REQUIREMENT — Write out the rows word for word, starting at the beginning and going on through the line that contains "xmin=462 ymin=1 xmax=482 ymax=20", including that line. Leave the pictures out of your copy.

_ _ _ _

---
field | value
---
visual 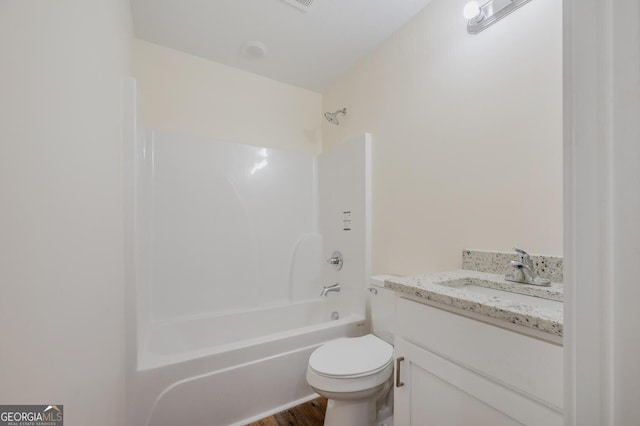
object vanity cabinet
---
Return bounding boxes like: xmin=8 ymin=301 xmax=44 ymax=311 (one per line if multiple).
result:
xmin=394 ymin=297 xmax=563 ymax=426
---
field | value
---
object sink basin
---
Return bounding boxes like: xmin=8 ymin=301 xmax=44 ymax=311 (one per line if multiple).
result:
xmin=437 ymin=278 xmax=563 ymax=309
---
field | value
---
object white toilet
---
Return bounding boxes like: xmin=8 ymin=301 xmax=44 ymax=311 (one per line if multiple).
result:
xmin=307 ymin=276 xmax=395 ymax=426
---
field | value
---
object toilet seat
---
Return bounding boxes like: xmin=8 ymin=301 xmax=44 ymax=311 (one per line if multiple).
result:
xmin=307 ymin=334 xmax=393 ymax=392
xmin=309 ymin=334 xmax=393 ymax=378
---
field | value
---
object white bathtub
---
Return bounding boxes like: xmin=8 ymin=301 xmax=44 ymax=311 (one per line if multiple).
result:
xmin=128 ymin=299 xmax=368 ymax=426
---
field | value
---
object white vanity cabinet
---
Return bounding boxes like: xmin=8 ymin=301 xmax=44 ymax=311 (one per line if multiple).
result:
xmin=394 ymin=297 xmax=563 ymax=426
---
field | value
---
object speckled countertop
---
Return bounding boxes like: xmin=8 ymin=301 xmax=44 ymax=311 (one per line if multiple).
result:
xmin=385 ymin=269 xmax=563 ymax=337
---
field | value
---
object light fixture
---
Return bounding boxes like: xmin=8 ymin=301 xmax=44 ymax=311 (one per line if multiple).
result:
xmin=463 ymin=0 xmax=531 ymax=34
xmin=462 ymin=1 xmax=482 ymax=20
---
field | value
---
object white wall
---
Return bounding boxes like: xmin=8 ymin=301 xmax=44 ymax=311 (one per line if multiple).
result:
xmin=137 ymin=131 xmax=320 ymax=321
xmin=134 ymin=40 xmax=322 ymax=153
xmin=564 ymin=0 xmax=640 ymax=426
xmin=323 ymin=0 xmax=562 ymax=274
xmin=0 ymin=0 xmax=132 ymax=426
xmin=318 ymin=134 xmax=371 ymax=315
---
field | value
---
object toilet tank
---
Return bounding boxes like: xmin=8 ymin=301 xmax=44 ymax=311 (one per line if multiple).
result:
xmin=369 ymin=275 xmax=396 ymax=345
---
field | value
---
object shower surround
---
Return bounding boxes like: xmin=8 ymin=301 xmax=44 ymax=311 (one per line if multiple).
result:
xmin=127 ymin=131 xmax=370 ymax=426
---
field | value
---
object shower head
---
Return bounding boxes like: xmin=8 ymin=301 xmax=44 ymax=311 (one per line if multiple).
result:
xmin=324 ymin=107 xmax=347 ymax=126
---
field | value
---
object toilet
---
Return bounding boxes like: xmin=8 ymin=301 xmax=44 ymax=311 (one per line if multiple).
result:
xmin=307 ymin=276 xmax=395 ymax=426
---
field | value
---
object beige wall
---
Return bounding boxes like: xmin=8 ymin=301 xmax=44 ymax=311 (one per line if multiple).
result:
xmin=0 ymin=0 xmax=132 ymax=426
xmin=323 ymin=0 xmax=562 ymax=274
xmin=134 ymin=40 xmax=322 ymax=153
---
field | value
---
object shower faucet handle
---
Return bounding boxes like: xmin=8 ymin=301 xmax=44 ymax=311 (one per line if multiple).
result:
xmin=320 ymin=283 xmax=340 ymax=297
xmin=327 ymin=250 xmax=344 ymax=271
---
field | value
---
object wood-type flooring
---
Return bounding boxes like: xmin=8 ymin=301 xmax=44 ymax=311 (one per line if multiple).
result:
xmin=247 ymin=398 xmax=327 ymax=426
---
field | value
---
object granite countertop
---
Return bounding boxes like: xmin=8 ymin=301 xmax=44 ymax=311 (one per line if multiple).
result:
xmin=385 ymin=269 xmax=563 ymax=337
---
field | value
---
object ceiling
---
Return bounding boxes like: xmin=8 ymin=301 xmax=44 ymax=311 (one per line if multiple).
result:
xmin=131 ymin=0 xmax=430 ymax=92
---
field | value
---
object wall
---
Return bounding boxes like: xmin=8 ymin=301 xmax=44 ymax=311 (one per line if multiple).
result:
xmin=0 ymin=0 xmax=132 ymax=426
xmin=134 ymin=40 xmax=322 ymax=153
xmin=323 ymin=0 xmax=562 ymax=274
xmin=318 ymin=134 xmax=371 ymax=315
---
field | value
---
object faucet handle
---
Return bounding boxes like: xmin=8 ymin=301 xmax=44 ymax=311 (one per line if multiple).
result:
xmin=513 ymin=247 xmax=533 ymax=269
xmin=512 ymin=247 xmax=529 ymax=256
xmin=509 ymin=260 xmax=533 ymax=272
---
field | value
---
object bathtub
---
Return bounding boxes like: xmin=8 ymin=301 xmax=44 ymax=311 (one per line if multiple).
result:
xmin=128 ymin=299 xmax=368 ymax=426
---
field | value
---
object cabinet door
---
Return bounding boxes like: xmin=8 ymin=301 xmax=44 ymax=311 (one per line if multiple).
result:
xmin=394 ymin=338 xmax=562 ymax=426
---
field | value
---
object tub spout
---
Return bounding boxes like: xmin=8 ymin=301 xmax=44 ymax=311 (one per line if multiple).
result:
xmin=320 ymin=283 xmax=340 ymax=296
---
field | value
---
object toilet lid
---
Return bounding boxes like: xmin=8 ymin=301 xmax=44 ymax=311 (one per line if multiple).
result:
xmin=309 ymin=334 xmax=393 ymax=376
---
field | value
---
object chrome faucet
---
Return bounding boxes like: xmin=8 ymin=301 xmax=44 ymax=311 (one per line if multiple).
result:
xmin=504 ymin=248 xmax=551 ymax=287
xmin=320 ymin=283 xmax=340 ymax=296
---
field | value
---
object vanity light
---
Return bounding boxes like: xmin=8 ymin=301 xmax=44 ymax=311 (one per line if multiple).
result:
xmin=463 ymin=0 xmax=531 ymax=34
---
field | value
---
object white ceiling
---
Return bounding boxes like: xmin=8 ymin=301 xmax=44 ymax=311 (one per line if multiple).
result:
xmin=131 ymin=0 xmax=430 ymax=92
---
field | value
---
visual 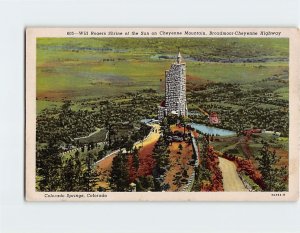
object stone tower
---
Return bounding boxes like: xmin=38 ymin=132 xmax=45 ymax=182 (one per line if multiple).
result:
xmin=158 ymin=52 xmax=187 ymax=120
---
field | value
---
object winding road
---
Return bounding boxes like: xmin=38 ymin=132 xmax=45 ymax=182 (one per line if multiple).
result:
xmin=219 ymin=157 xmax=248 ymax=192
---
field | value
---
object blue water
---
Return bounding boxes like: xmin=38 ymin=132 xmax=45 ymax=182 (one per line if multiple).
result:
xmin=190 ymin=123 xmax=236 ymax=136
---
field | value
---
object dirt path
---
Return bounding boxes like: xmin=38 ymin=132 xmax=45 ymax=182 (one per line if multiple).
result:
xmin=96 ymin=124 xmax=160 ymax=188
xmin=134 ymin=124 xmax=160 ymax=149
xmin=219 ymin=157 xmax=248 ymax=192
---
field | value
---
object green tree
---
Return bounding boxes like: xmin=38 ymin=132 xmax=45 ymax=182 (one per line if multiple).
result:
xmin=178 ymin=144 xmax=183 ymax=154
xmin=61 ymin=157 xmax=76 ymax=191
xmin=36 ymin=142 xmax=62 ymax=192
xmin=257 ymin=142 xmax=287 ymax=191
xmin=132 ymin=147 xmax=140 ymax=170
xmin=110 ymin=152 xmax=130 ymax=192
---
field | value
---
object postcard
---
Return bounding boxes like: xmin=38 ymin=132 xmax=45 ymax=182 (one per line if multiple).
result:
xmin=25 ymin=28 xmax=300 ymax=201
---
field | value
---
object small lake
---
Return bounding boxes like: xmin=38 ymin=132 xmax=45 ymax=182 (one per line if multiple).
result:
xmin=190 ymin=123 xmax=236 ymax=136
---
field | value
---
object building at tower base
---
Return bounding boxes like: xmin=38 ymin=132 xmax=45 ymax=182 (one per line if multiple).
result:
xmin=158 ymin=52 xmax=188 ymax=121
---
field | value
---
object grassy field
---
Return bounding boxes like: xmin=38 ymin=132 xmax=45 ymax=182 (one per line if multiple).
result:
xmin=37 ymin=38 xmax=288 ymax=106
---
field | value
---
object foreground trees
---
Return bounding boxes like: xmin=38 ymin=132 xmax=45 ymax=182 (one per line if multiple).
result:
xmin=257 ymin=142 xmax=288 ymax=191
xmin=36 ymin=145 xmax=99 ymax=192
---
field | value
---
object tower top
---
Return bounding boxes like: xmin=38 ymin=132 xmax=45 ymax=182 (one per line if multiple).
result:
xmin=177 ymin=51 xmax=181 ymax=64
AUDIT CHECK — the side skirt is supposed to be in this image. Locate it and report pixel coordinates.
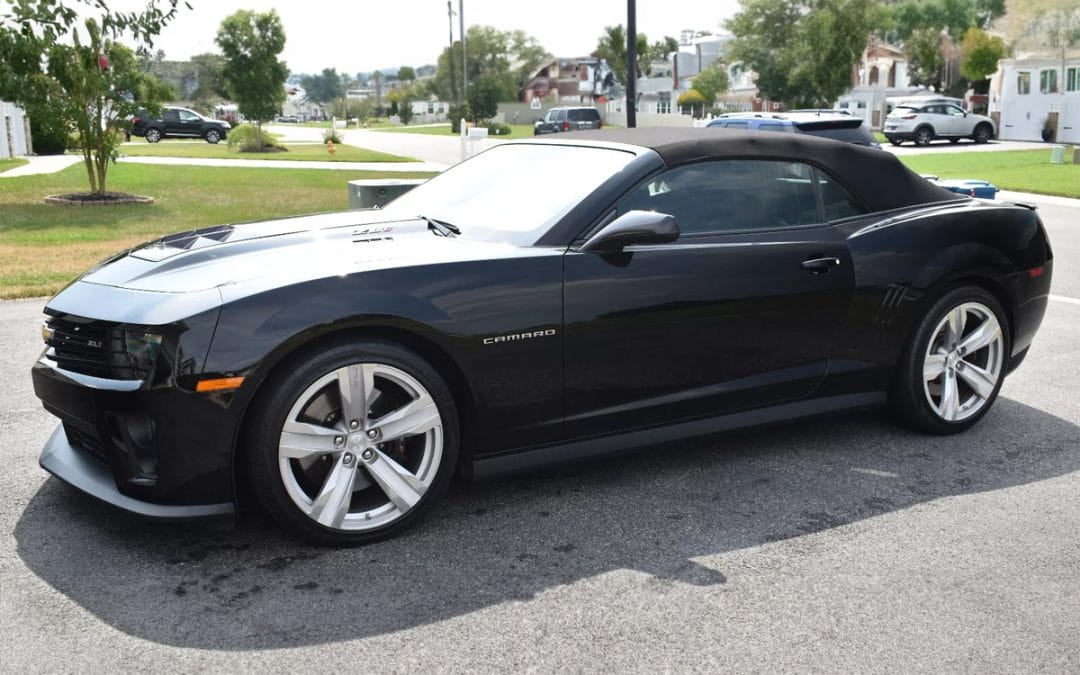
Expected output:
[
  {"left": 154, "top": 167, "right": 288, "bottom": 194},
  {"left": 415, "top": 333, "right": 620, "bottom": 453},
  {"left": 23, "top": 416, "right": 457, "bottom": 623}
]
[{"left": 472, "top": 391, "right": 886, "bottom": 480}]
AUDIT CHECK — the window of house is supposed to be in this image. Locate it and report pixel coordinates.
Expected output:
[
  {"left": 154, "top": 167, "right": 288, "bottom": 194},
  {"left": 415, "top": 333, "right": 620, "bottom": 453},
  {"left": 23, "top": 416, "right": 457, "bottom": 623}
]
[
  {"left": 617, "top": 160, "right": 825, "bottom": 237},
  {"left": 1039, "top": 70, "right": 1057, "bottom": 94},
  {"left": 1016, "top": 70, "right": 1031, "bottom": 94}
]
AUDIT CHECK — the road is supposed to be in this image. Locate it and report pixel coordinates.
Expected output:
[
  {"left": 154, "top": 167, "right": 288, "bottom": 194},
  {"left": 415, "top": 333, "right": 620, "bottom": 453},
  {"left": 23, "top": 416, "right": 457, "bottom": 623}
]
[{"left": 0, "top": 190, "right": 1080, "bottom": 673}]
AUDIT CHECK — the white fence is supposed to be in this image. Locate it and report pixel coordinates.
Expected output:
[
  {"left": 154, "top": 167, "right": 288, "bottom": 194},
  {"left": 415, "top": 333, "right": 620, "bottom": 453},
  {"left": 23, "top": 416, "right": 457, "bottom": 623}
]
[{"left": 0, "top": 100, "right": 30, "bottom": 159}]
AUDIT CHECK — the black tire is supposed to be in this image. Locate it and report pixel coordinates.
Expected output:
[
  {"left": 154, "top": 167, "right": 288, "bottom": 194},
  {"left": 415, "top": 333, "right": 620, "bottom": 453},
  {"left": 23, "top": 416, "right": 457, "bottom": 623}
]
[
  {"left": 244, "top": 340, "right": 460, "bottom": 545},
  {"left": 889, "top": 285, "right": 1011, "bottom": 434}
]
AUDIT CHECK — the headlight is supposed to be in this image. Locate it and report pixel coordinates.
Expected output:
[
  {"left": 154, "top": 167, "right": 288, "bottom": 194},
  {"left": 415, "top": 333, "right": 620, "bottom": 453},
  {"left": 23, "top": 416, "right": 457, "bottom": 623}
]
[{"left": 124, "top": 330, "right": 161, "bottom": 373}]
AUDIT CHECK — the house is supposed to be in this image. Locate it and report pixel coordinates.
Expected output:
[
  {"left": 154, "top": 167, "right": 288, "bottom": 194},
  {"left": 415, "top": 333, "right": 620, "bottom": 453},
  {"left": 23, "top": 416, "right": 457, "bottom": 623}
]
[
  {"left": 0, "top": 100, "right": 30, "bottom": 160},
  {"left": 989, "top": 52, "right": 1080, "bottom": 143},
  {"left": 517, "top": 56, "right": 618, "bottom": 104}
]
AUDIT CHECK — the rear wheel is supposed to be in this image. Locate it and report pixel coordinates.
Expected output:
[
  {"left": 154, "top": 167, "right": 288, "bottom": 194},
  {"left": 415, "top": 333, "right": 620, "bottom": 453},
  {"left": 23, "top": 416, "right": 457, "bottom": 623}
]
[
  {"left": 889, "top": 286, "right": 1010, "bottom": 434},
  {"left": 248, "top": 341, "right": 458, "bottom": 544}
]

_ _ _ _

PROBLEM SOLUTION —
---
field | value
---
visual 
object vanity cabinet
---
Return bounding boxes like: xmin=8 ymin=301 xmax=44 ymax=311 (one per line if multiple).
result:
xmin=394 ymin=297 xmax=563 ymax=426
---
field | value
---
object sink basin
---
Return bounding boxes like: xmin=8 ymin=301 xmax=44 ymax=311 (one per line if multiple).
result:
xmin=437 ymin=278 xmax=563 ymax=309
---
field | value
---
object white toilet
---
Return bounding boxes like: xmin=8 ymin=301 xmax=44 ymax=311 (one per line if multiple).
result:
xmin=307 ymin=276 xmax=395 ymax=426
---
field | value
---
object toilet seat
---
Return bounding boxes like: xmin=8 ymin=301 xmax=44 ymax=311 (one per line if multiple).
result:
xmin=307 ymin=334 xmax=393 ymax=392
xmin=309 ymin=334 xmax=393 ymax=378
---
field | value
---
object white bathtub
---
Return bounding boxes like: xmin=8 ymin=301 xmax=44 ymax=311 (one per line if multiple).
result:
xmin=128 ymin=299 xmax=368 ymax=426
---
field | value
---
object white vanity cabinet
---
Return bounding boxes like: xmin=8 ymin=301 xmax=44 ymax=311 (one per line if multiple).
result:
xmin=394 ymin=297 xmax=563 ymax=426
---
field | value
---
object speckled countertop
---
Return bounding boxes like: xmin=8 ymin=301 xmax=44 ymax=311 (one per line if multiple).
result:
xmin=385 ymin=269 xmax=563 ymax=337
---
field | value
---
object light fixture
---
Return bounding boxes like: xmin=8 ymin=301 xmax=44 ymax=311 (one per line if multiple).
result:
xmin=463 ymin=0 xmax=531 ymax=34
xmin=462 ymin=1 xmax=482 ymax=20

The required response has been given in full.